What is being asked: In the answer, each line of the listing should appear again unchanged.

Exercise data:
########################################

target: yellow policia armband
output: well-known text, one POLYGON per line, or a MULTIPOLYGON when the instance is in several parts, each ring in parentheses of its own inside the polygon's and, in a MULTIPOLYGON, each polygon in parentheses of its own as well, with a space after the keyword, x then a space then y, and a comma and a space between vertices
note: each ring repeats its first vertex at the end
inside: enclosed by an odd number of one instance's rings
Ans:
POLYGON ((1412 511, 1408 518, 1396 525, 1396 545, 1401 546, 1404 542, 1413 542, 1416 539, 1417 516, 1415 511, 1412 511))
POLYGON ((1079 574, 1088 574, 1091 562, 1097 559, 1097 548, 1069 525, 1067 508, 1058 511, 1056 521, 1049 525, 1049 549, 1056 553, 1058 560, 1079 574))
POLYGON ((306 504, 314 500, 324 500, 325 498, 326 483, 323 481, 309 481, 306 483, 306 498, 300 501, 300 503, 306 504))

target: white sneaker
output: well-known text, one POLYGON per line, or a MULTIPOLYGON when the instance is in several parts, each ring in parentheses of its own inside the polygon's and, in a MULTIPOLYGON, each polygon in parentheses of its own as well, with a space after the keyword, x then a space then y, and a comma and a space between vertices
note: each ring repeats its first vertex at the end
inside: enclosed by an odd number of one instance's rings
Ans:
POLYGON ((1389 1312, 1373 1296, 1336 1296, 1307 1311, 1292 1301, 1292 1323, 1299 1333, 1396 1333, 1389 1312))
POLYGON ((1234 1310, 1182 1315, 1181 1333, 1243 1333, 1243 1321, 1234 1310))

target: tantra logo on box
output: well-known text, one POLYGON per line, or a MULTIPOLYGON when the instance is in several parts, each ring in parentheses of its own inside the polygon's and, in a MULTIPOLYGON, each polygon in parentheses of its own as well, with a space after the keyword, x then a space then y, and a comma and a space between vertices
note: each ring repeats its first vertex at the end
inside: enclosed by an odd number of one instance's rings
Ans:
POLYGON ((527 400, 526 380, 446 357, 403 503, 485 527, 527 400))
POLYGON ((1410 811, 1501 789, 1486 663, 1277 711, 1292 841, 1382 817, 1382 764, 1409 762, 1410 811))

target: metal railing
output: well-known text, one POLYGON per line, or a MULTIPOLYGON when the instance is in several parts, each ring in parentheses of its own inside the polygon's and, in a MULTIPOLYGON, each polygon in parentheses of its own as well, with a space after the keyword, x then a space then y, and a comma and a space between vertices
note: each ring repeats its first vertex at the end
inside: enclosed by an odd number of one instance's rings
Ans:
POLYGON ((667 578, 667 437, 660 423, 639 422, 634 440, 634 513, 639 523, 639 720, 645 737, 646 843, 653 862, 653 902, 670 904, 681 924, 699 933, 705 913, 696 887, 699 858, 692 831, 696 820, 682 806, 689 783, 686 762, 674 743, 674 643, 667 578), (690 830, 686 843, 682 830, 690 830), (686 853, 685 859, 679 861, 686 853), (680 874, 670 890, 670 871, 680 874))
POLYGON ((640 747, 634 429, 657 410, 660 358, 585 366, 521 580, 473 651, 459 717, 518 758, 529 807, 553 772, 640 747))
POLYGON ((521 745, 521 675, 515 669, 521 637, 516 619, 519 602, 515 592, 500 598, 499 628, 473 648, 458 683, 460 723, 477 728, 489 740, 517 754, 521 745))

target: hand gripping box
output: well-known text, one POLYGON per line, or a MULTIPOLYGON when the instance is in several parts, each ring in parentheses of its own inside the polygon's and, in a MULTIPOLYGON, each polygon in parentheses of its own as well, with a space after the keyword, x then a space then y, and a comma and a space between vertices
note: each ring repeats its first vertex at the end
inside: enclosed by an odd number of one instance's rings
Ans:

########################################

Result of this exercise:
target: yellow policia armband
output: well-known text, one POLYGON per line, or a MULTIPOLYGON when the instance is in several parts, each ring in parentheses of its own inside the polygon's and, in a MULTIPOLYGON, each polygon in parentheses of its own as well, with a space after the keyword, x then a space then y, and a comma and a space between vertices
note: each ring repeats its first vertex at the end
inside: enclosed by an odd number of one instance's rings
Ans:
POLYGON ((1412 511, 1408 518, 1396 525, 1396 545, 1401 546, 1404 542, 1413 542, 1416 539, 1417 516, 1415 511, 1412 511))
POLYGON ((1079 574, 1088 574, 1091 562, 1097 559, 1097 548, 1069 525, 1067 508, 1058 511, 1056 521, 1049 525, 1049 549, 1056 553, 1058 560, 1079 574))
POLYGON ((306 504, 314 500, 324 500, 325 498, 326 483, 323 481, 309 481, 306 483, 306 498, 300 501, 300 503, 306 504))

target: white sneaker
output: well-known text, one POLYGON per line, or a MULTIPOLYGON when the instance is in several parts, each ring in parentheses of its own inside the polygon's and, in a MULTIPOLYGON, each polygon in parentheses of its own as well, with a space after the keyword, x then a space then y, and a comma and a space between vertices
note: each ring repeats its first vertex at the end
inside: enclosed by an odd number of one instance's rings
Ans:
POLYGON ((1389 1312, 1373 1296, 1336 1296, 1307 1311, 1292 1301, 1292 1323, 1299 1333, 1396 1333, 1389 1312))
POLYGON ((1234 1310, 1182 1315, 1181 1333, 1243 1333, 1243 1321, 1234 1310))

target: tantra logo on box
output: well-known text, one POLYGON per line, or a MULTIPOLYGON when the instance is in several parts, each ring in parentheses of its own inside the polygon's and, in a MULTIPOLYGON, each polygon in parentheses of its own as well, with a space after the keyword, x then a space then y, and a comma and a space between vertices
note: each ring repeats its first vertex at the end
inside: enclosed by an odd number of one instance's rings
Ans:
POLYGON ((527 400, 526 380, 446 357, 403 503, 485 527, 527 400))
POLYGON ((1410 811, 1501 789, 1486 663, 1277 711, 1292 841, 1382 817, 1382 764, 1409 762, 1410 811))

target: metal railing
output: well-known text, one POLYGON per line, or a MULTIPOLYGON when the instance is in several parts, each ring in parentheses of its own inside the polygon's and, in a MULTIPOLYGON, each polygon in parentheses of its own as well, with a space after the keyword, x then a space then y, and a comma and a space between vertices
note: each ring repeats its first vertex at the end
inside: enclosed by an odd number of one instance's rings
Ans:
POLYGON ((667 578, 667 437, 660 423, 639 422, 634 440, 634 513, 639 523, 639 720, 645 737, 646 843, 653 862, 653 902, 670 904, 681 924, 699 933, 705 913, 696 887, 699 858, 692 831, 696 820, 682 806, 689 783, 686 762, 674 743, 674 643, 667 578), (690 830, 686 843, 682 830, 690 830), (686 853, 685 859, 679 861, 686 853), (680 874, 670 890, 670 871, 680 874))
POLYGON ((640 747, 634 429, 657 410, 660 358, 585 366, 521 580, 473 651, 459 717, 518 758, 529 807, 553 772, 640 747))
POLYGON ((521 745, 521 675, 515 669, 521 637, 516 619, 519 602, 515 592, 500 598, 499 628, 473 648, 458 683, 460 723, 477 728, 489 740, 517 754, 521 745))

target: hand gripping box
output: well-known text, one POLYGON per line, or a MULTIPOLYGON when the instance is in several parts, each ring in parentheses of its own inside the polygon's and, in a MULTIPOLYGON, each polygon in parentheses of its own as well, with a space after the keyword, x then a space then y, and a comma and a space between vertices
note: each ring repeats its first vertex at the end
inside: enclosed by an odd number of one instance's rings
Ans:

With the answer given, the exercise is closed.